WHAT YOU HAVE TO DO: Repeat each of the following lines verbatim, in the order given.

GIVEN DATA:

........

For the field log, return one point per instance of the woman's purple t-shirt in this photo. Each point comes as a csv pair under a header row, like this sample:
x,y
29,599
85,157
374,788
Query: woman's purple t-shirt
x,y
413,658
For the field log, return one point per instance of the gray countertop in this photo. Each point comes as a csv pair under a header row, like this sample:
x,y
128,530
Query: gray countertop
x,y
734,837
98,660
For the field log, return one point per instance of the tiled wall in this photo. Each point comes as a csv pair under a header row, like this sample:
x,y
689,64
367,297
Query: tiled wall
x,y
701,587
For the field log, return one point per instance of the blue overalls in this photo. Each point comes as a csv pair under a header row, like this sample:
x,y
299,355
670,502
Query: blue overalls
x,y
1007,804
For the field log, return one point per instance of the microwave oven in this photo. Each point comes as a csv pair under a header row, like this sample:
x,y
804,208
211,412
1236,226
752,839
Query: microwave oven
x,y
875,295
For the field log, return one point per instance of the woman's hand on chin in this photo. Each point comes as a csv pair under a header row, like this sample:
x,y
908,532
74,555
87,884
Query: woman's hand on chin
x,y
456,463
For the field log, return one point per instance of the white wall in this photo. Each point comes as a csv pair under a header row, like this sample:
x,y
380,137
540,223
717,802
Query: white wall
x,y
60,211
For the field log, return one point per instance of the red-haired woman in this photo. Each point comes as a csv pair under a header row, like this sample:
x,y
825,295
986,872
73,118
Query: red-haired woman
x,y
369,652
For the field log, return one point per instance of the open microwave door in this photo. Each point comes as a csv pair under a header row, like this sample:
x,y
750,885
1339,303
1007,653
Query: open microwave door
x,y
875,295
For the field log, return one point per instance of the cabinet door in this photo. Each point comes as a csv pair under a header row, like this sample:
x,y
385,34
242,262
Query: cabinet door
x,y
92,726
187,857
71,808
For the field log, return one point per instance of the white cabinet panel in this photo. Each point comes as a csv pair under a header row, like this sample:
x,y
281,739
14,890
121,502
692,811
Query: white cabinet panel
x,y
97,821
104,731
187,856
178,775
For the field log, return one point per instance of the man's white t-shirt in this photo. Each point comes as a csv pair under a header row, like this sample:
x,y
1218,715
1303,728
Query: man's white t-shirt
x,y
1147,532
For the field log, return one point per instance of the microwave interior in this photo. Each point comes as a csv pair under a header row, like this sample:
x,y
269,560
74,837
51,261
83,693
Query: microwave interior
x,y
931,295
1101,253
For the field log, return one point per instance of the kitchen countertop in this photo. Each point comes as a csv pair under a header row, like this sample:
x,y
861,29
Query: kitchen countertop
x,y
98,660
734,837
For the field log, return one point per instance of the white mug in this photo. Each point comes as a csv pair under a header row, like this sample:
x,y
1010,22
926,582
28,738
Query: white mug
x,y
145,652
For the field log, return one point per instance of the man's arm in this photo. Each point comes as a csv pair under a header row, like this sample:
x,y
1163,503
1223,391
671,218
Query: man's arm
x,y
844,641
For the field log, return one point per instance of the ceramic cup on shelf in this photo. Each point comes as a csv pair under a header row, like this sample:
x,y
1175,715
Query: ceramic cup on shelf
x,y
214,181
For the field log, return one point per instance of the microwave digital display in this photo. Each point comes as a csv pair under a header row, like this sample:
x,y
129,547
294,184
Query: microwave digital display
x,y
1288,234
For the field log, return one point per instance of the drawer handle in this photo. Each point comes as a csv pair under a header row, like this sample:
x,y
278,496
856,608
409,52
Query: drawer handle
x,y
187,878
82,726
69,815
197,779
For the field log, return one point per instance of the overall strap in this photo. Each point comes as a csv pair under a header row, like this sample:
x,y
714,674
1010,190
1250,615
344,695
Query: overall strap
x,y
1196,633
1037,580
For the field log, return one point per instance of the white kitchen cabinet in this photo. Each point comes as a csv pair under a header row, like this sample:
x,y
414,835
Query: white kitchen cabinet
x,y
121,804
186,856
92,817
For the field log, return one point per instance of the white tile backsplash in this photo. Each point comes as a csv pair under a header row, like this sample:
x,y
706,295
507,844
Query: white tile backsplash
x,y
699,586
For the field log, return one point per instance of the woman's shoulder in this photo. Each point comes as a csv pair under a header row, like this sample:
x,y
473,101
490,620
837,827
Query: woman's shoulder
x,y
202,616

........

FINAL RESULT:
For the field log, return one point per instance of the woman's purple t-shirt in this photo. Each point comes as a csv pair under a header row, like this sample:
x,y
29,599
85,157
374,788
Query: woman's purple t-shirt
x,y
413,658
For the field log, return one point per instance of the gray countertop in this photo. Each point comes as a csv pair under a header row, like this sample:
x,y
128,530
Query: gray countertop
x,y
734,837
98,660
For the field log, return one point per instance of the tiled wall in this photo. Each point comes as a csv pair under a header row, like this sample:
x,y
689,64
367,297
Query: tiled wall
x,y
701,587
For the field log, return one point per instance of the blue overalls in this photo. Each point comes as a csv pair under a header row, like this sample:
x,y
299,355
670,502
Query: blue overalls
x,y
1007,804
For the field log, return one point per instance of the microwave oven in this photo. Each point comes as a csv pair under a header row, like this sample:
x,y
804,208
211,412
1236,226
752,839
Query: microwave oven
x,y
875,295
For the field log, return one point per instance of the woman's hand on chin in this photo. Each point comes as a csv pair under a header row, like this sample:
x,y
908,532
74,555
87,884
Query: woman's hand on chin
x,y
456,463
For the field log, return one point per instance of the white wall in this photo. Each point comes as a csv pair under a header row, like this sample:
x,y
380,137
540,223
717,802
Query: white wall
x,y
60,211
For the field log, return one point per instance of the red-haired woman in this photo. Each point comes as a csv pair under a header row, like this sample:
x,y
825,295
986,872
73,118
Query: red-haired woman
x,y
369,652
For the field log, return one point per instance of the open microwave door in this photo. Each point comes as a csv pair under a header row, like this sample:
x,y
750,885
1339,303
1007,653
Query: open microwave door
x,y
875,295
For the field log, return one point per instance of the cabinet door in this photo. Each point comes as a csv pair under a header row, like this sample:
x,y
385,34
242,262
Query: cabinet door
x,y
92,726
187,857
71,808
For the field log, return one point per instance of the white cabinet panel in this photo. Each point comes as a csv pair under a header row, like this sample:
x,y
281,739
14,890
121,502
692,811
Query: white cabinet panel
x,y
97,821
104,731
187,856
178,775
For the field log, return one point per instance of the man's white t-shirt in this photo. Each point comes as a csv pair under a header row, like this sample:
x,y
1218,715
1303,728
Query: man's white t-shirt
x,y
1147,532
For the field log, return one point per instance of the microwave interior in this photo. Each point comes as a csv pair under a header row, like this sample:
x,y
269,560
74,837
51,261
83,693
Query: microwave interior
x,y
931,295
1101,253
For the field log, return one point per instance of the kitchen countertop in this photo. Each point comes as a csv pair under a header row, like this sample:
x,y
861,29
Query: kitchen countertop
x,y
98,660
734,837
For the field log, return one point per instance of the white mug in this photo. Each point comes as a csv pair under a header row, like this sample:
x,y
1010,22
926,582
28,738
Query: white mug
x,y
145,652
For the field log, return one point per instance of the man's arm in this photo. Each point comes as a csv pair under a header row, like this sample:
x,y
1163,503
1223,391
671,218
Query: man's arm
x,y
844,641
For the field log, return one point per instance of the ceramic cup on shelf in this photo. Each point comes as a csv pair under a header row, like this sample:
x,y
1175,715
Query: ceramic cup on shelf
x,y
214,181
For the field log, return one point per instance of the microwave digital display in this photo. Each point comes as a csv pair under a header row, like this sample:
x,y
129,547
294,184
Query: microwave digital display
x,y
1288,234
For the field log, return one point per instance of the drawer handle in this photo. Each point comes as a csv pair under a header row, like this sample:
x,y
278,496
856,608
409,52
Query: drawer handle
x,y
187,878
82,726
69,815
197,779
For the field log, return one point per instance of the overall strap in this photo. Each point comes as a csv pair under a header row, like this sample:
x,y
714,674
1010,190
1250,615
344,695
Query: overall strap
x,y
1196,633
1037,580
For the field log, return one point per instance of the white kitchen cabinet in this photo. Each point comes as a csv pair under a header row, like this sample:
x,y
414,835
Query: white kitchen cabinet
x,y
121,804
186,856
92,817
For the field log, return one point per instance of the white tile backsplash in this photo. Each point comes as a csv pair under a header row, like this sample:
x,y
706,295
507,844
Query: white tile backsplash
x,y
699,586
For the field log, return one point per instance of the woman's shoulder in this photo. Each point comes as a csv pair under a header row, like this sample:
x,y
473,101
490,620
837,827
Query: woman's shoulder
x,y
202,616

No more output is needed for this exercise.